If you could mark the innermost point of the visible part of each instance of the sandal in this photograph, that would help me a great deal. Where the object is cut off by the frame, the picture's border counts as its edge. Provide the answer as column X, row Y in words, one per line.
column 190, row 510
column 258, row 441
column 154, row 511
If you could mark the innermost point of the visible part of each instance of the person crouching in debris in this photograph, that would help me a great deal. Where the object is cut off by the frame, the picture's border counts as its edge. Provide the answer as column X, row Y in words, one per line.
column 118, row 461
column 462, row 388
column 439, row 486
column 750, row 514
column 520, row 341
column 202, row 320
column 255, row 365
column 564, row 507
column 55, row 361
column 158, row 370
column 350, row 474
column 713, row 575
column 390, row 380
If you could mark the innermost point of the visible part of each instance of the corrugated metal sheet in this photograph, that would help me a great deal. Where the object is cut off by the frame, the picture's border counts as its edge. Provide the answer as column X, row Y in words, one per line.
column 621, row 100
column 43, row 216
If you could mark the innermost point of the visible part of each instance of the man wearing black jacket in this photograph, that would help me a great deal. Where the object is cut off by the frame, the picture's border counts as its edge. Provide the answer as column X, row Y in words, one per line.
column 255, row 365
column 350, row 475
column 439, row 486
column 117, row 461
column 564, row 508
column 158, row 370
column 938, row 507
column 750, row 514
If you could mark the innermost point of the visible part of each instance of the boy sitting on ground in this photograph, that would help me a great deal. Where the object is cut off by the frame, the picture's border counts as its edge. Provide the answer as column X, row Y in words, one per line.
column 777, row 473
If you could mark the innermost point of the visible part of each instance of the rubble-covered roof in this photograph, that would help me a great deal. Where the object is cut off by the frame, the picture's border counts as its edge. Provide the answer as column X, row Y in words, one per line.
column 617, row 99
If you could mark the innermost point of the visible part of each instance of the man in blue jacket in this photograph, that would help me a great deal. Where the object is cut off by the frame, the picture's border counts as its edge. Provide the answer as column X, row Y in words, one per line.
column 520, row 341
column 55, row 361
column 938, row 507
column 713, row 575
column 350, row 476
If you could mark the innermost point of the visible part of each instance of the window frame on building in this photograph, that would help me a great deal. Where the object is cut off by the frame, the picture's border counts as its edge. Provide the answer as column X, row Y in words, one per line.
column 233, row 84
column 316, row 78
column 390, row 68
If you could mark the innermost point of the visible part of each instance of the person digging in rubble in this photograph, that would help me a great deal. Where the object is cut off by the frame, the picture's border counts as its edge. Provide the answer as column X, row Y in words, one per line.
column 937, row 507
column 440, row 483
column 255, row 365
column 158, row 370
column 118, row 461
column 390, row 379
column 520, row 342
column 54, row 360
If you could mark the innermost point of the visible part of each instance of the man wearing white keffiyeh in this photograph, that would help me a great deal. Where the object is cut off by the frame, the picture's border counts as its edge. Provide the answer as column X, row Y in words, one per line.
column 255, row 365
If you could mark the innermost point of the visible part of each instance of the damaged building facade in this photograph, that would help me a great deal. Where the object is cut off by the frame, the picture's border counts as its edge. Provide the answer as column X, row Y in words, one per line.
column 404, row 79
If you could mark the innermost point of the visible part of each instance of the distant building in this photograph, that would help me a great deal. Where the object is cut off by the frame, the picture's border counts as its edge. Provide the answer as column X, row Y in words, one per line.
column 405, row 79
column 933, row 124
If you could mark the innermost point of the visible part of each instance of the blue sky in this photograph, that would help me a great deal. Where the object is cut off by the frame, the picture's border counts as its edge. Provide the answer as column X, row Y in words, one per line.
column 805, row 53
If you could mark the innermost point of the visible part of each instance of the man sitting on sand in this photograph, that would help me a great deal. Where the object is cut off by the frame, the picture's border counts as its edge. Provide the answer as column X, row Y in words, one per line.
========
* _GOAL OF THE EXERCISE_
Copy the stretch of the listing from the line that contains "the boy sitting" through the line that contains "column 390, row 68", changing "innermost point" to "central point" and leaving everything else as it is. Give only those lines.

* _SOLVED EXERCISE_
If you could mark the central point of the visible part of each instance of the boy sitting on ground in this photograph, that would help me a great deal. Where the object is cut off by the frame, the picture's border counts as its edge. Provide the answer as column X, row Y in words, one per line.
column 777, row 473
If you could mark the central point of the visible part of each instance of the rubble-covered roof in this photograph, that would help me a great deal. Where the object is cut off by the frame, the picture's border counts as its edge. Provide the answer as column X, row Y in words, one per line.
column 617, row 99
If you could mark the central point of the visible part of each instance of the man in blue jacket in this photograph, that would help me a great deal. Where the object is cut off by the frame, the picture's border counts as its edge. Provide the answer as column X, row Y in words, one per line.
column 520, row 341
column 55, row 361
column 938, row 507
column 713, row 575
column 350, row 476
If you could mark the central point of the visible part of each instance of the window frame on building in this photograph, that would help me a great deal. Where the object is cut off by the frame, the picture's border counts as its edge. Provide the answer as column X, row Y in words, one per line.
column 233, row 84
column 316, row 78
column 390, row 68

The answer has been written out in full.